**INSTRUCTIONS TO FOLLOW**: Every line of the records below should be restated exactly.

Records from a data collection
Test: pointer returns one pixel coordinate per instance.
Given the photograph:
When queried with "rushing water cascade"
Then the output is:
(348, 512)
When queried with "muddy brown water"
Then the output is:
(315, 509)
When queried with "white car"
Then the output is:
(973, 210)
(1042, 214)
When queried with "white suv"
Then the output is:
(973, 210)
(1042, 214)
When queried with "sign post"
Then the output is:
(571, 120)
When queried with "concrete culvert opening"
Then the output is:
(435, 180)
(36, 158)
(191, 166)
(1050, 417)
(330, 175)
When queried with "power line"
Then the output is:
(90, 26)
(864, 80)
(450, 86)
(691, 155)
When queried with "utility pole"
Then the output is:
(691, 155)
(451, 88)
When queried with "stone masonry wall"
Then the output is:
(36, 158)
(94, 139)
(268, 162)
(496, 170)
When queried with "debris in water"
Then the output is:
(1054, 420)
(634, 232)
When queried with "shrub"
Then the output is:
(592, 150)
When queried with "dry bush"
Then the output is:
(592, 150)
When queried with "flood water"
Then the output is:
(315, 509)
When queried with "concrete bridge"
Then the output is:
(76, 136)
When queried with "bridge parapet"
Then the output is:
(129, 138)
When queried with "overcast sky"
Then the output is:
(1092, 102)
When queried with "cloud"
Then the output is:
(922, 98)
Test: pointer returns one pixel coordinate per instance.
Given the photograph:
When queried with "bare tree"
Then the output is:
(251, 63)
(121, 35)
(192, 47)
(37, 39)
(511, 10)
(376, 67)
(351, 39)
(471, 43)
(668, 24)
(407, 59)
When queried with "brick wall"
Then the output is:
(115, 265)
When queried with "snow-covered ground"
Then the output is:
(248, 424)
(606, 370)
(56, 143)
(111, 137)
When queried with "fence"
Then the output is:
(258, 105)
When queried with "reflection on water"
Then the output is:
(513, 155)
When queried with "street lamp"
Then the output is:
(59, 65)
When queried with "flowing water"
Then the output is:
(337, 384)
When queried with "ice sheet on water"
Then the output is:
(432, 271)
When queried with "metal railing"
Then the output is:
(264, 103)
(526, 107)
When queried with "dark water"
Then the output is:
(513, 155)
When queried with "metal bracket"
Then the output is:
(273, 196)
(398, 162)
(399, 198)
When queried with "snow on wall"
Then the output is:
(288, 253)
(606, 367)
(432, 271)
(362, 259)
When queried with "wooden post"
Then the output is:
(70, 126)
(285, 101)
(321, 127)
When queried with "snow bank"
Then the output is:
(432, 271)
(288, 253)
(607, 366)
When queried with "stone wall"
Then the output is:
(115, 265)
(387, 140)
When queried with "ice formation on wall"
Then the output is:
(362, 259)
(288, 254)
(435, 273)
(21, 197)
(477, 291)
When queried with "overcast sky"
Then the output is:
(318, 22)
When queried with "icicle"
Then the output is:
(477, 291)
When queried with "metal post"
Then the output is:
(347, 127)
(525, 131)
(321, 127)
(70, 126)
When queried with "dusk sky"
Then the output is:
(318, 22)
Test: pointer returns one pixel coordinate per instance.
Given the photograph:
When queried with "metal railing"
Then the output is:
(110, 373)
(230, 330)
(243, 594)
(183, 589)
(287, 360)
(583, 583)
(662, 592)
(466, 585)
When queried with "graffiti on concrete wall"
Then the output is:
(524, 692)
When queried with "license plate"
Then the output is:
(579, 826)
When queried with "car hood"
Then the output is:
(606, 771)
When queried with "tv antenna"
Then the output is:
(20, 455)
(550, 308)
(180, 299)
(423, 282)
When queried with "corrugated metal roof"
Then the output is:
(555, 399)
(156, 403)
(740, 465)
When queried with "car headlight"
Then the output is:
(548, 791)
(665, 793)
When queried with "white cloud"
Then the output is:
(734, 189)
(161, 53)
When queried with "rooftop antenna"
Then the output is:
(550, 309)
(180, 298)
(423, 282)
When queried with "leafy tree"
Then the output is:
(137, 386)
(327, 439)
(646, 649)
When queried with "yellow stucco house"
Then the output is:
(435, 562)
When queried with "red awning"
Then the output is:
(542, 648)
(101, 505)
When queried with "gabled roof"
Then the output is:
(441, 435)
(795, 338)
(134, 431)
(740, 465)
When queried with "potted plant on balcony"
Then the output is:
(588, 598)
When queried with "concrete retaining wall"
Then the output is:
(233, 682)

**COMPLETE RESPONSE**:
Test: pointer returns one pixel coordinate per instance.
Given the photograph:
When queried with "rushing water cascade"
Then the output is:
(348, 512)
When queried with "muddy brown water"
Then the output is:
(315, 509)
When queried with "white car"
Then the output is:
(973, 210)
(1042, 214)
When queried with "white suv"
Then the output is:
(973, 210)
(1042, 214)
When queried with "sign post"
Then the output is:
(571, 120)
When queried with "concrete culvert opening"
Then the output is:
(435, 180)
(36, 158)
(191, 166)
(1050, 417)
(330, 175)
When queried with "power line"
Then the output is:
(90, 26)
(864, 80)
(450, 86)
(691, 155)
When queried with "utility pole"
Then the output is:
(691, 155)
(451, 88)
When queried with "stone masonry wall"
Then the output is:
(36, 158)
(94, 139)
(268, 162)
(496, 170)
When queried with "debris in water"
Then the output is:
(1054, 420)
(634, 232)
When queried with "shrub"
Then the output is:
(592, 150)
When queried with "dry bush"
Then the output is:
(592, 150)
When queried with "flood water"
Then the output is:
(315, 509)
When queried with "concrete bridge"
Then the output is:
(76, 136)
When queried with "bridge parapet"
Then the output is:
(129, 138)
When queried with "overcast sky"
Then the output is:
(1092, 102)
When queried with "cloud"
Then the output is:
(922, 98)
Test: pointer returns one pixel coordinate per instance.
Given the photograph:
When queried with "bare tree"
Then the output is:
(251, 63)
(121, 35)
(192, 47)
(37, 39)
(511, 10)
(376, 67)
(351, 39)
(471, 43)
(668, 24)
(407, 59)
When queried with "brick wall"
Then the output is:
(115, 265)
When queried with "snow-covered ground"
Then the output is:
(248, 424)
(606, 370)
(56, 143)
(111, 137)
When queried with "fence"
Then the output is:
(258, 105)
When queried with "reflection on water"
Then the output is:
(513, 155)
When queried with "street lamp"
Then the output is:
(59, 65)
When queried with "flowing water"
Then the output is:
(337, 384)
When queried with "ice sheet on water"
Then the output is:
(432, 271)
When queried with "metal railing"
Then the output is:
(264, 103)
(526, 107)
When queried with "dark water"
Then the output is:
(513, 155)
When queried with "metal bracket"
Then the output is:
(273, 196)
(398, 162)
(399, 198)
When queried with "snow on wall"
Then the output is:
(288, 253)
(606, 367)
(432, 271)
(362, 259)
When queried with "wooden post"
Then the output is:
(70, 126)
(285, 101)
(321, 127)
When queried with "snow bank"
Then the output is:
(432, 271)
(288, 253)
(607, 366)
When queried with "stone wall"
Then the output is:
(115, 265)
(387, 140)
When queried with "ice formation on wall"
Then the output is:
(362, 259)
(288, 254)
(435, 273)
(21, 197)
(477, 291)
When queried with "overcast sky"
Then the output is:
(318, 22)
When queried with "icicle"
Then the output is:
(477, 291)
When queried with "metal post"
Then the output is:
(347, 127)
(525, 131)
(321, 127)
(70, 126)
When queried with "dusk sky"
Then the output is:
(318, 22)
Test: pointer returns one pixel coordinate per instance.
Given the photograph:
When queried with "metal railing"
Then the output is:
(110, 373)
(230, 330)
(243, 594)
(183, 589)
(287, 360)
(583, 583)
(662, 592)
(466, 585)
When queried with "graffiti on concrete wall"
Then the output is:
(524, 692)
When queried with "license plate"
Then the output is:
(579, 826)
When queried with "car hood"
Then the output is:
(606, 771)
When queried with "tv antenna"
Then the output is:
(20, 455)
(550, 308)
(180, 299)
(423, 282)
When queried with "corrugated metal roof"
Then the output is:
(555, 399)
(156, 403)
(740, 465)
When queried with "car headlight"
Then the output is:
(548, 791)
(665, 793)
When queried with "white cloud"
Then the output is:
(734, 189)
(161, 53)
When queried with "rooftop antenna"
Then the output is:
(550, 309)
(180, 298)
(423, 282)
When queried with "leafy tree"
Then the output is:
(137, 386)
(327, 439)
(646, 649)
When queried with "yellow stucco house"
Then the output is:
(435, 562)
When queried with "red awning"
Then the output is:
(542, 648)
(101, 505)
When queried with "gabled roof"
Then the output is:
(441, 435)
(795, 338)
(134, 431)
(740, 465)
When queried with "potted plant on balcony"
Then the output is:
(588, 598)
When queried with "concrete retaining wall"
Then the output is:
(233, 682)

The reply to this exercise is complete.